■ **Information shown**
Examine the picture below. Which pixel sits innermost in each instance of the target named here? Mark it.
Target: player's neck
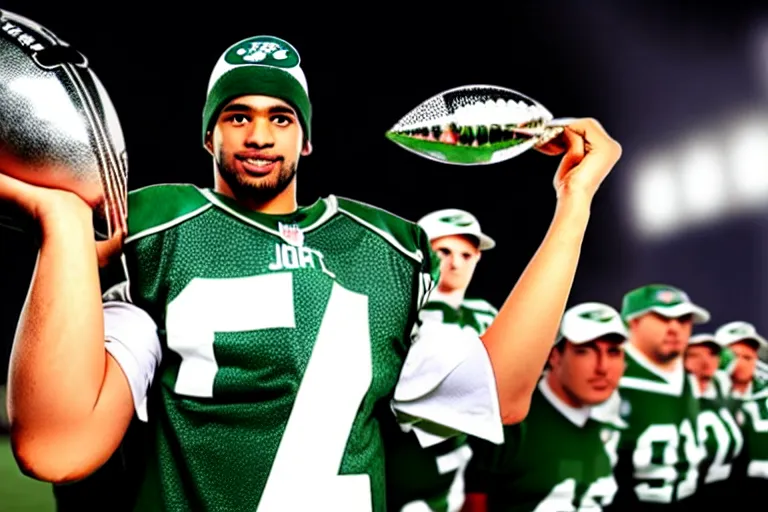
(453, 298)
(740, 387)
(670, 366)
(282, 204)
(703, 384)
(559, 391)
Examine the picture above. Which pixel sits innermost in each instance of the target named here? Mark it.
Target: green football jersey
(753, 419)
(283, 337)
(659, 453)
(432, 479)
(558, 459)
(721, 437)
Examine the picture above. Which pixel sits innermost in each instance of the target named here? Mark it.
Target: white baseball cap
(452, 221)
(738, 331)
(590, 321)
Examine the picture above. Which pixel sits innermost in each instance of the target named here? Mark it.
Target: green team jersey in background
(751, 473)
(721, 438)
(432, 479)
(282, 340)
(659, 452)
(558, 459)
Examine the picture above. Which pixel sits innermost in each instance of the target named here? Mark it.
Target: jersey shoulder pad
(480, 306)
(156, 208)
(406, 236)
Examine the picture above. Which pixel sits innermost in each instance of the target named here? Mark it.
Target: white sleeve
(447, 387)
(131, 338)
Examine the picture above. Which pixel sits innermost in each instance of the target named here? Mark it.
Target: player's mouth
(599, 385)
(258, 164)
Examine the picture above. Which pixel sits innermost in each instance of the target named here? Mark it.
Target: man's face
(589, 372)
(746, 360)
(256, 144)
(662, 339)
(702, 360)
(458, 258)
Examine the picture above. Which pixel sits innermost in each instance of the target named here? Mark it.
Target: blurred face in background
(702, 360)
(663, 340)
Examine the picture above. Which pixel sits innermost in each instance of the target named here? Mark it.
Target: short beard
(257, 193)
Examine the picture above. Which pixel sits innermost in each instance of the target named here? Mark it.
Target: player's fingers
(596, 138)
(108, 250)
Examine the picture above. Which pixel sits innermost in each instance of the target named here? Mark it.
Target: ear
(307, 149)
(554, 358)
(209, 142)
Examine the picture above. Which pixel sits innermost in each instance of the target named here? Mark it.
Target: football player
(716, 424)
(264, 342)
(561, 456)
(659, 453)
(432, 479)
(744, 342)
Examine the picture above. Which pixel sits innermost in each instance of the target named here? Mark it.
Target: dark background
(652, 72)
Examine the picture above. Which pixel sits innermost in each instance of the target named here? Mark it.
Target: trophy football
(476, 125)
(58, 126)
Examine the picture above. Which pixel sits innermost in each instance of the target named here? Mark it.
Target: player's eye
(238, 119)
(282, 120)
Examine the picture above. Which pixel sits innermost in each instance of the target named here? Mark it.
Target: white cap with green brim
(591, 321)
(733, 332)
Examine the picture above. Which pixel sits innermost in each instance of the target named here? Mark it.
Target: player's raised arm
(69, 403)
(521, 336)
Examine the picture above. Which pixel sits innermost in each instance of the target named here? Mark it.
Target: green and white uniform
(721, 438)
(751, 471)
(270, 348)
(659, 453)
(432, 479)
(559, 459)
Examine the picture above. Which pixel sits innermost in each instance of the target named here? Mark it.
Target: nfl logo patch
(292, 234)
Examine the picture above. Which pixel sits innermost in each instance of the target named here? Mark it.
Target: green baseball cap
(705, 338)
(662, 299)
(258, 65)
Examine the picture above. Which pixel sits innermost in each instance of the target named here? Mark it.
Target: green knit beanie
(258, 65)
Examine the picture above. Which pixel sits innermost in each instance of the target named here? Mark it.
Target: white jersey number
(563, 496)
(304, 474)
(753, 408)
(669, 437)
(723, 428)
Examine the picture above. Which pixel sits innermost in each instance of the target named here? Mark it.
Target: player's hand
(589, 155)
(49, 206)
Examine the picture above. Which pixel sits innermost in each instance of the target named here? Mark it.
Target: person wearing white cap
(718, 431)
(431, 479)
(659, 402)
(561, 456)
(743, 342)
(264, 344)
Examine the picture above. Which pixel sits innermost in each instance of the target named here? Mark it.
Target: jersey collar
(576, 415)
(306, 217)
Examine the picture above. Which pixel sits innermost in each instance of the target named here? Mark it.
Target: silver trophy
(476, 125)
(58, 126)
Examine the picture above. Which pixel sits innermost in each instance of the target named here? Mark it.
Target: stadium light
(748, 155)
(707, 179)
(702, 181)
(654, 197)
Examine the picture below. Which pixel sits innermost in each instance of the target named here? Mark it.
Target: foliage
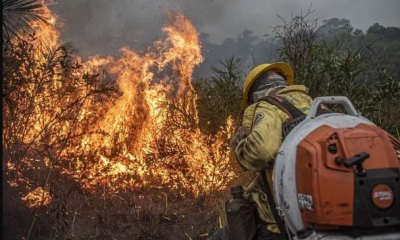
(334, 67)
(19, 16)
(220, 96)
(32, 120)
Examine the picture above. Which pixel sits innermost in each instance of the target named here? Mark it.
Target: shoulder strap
(284, 106)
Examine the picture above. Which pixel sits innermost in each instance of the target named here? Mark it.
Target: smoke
(102, 27)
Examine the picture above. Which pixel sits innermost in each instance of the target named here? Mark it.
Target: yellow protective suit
(262, 123)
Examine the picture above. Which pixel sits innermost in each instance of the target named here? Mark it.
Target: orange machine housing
(341, 196)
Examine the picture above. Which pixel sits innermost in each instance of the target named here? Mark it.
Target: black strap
(272, 205)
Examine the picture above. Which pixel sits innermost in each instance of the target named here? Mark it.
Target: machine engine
(336, 176)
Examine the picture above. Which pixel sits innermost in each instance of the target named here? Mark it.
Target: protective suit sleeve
(264, 137)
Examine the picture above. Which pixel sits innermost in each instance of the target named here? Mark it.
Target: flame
(35, 197)
(149, 136)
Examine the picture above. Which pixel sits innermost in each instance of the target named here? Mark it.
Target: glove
(239, 135)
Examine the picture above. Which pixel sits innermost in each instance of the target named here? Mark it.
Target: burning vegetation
(118, 123)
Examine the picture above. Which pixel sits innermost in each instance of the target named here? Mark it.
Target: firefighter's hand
(239, 135)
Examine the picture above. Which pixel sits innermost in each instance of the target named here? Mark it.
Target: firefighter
(258, 139)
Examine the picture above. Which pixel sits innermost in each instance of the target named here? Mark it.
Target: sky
(102, 27)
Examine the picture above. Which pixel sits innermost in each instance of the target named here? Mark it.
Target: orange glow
(140, 140)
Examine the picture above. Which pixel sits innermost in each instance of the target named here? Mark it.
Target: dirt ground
(77, 214)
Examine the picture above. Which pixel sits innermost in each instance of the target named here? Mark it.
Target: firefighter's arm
(263, 127)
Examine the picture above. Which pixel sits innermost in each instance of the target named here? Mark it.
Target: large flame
(149, 136)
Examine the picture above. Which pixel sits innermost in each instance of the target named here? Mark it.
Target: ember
(148, 136)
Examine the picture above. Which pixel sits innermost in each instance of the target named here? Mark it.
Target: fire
(35, 198)
(147, 137)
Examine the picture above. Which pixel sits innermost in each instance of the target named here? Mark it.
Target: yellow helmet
(279, 67)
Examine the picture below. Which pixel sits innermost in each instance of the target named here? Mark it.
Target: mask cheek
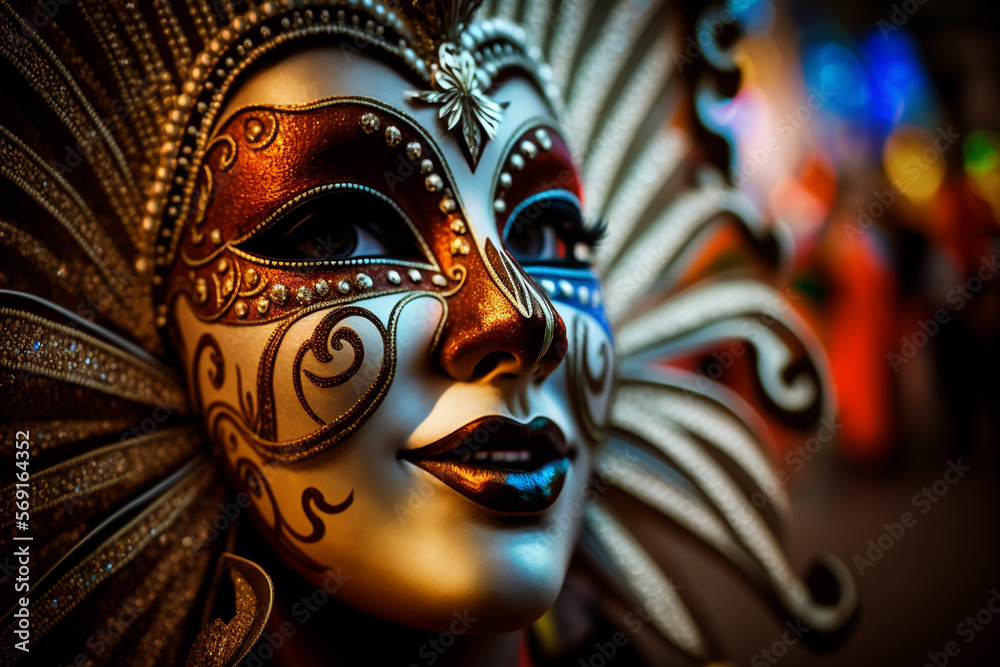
(589, 370)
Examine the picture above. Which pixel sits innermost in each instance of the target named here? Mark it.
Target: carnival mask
(396, 343)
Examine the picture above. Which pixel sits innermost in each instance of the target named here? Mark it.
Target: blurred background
(871, 129)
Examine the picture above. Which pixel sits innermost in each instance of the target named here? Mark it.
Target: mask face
(402, 361)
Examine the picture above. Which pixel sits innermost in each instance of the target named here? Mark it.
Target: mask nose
(499, 323)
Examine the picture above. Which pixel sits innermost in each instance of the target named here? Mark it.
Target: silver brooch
(459, 89)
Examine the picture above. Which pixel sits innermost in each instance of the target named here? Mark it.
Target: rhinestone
(279, 294)
(370, 123)
(433, 183)
(200, 290)
(393, 136)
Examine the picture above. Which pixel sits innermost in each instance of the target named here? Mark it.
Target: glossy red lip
(500, 463)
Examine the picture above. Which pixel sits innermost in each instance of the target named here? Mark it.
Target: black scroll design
(325, 337)
(584, 384)
(254, 480)
(262, 438)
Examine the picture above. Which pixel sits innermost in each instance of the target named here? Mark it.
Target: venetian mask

■ **Directions**
Write the lines out again exactly, from the one containing "Target: mask nose" through the last line of the records, and include no other lines.

■ **Answer**
Target: mask nose
(499, 323)
Examine the picture above. Which pixel sits innermost in each instance of the target named here? Mark it.
Target: silver brooch
(459, 89)
Examine the picture above. Which pixel sits innermost in each instance of the target named here? Mark it.
Target: rhinestone
(279, 294)
(370, 123)
(433, 183)
(200, 290)
(393, 136)
Examine the picture above. Which pixel sits innermost in each instance of the target named here? Mark it.
Target: glossy red lip
(500, 463)
Examine the picture above. Which pixel sits innermost in each instance of the target named here? Mark it.
Target: black scroll design
(325, 337)
(584, 384)
(254, 480)
(262, 438)
Examine the picture above. Which pixel sits innermost in each instance of the target named here? Mark it.
Target: venetian mask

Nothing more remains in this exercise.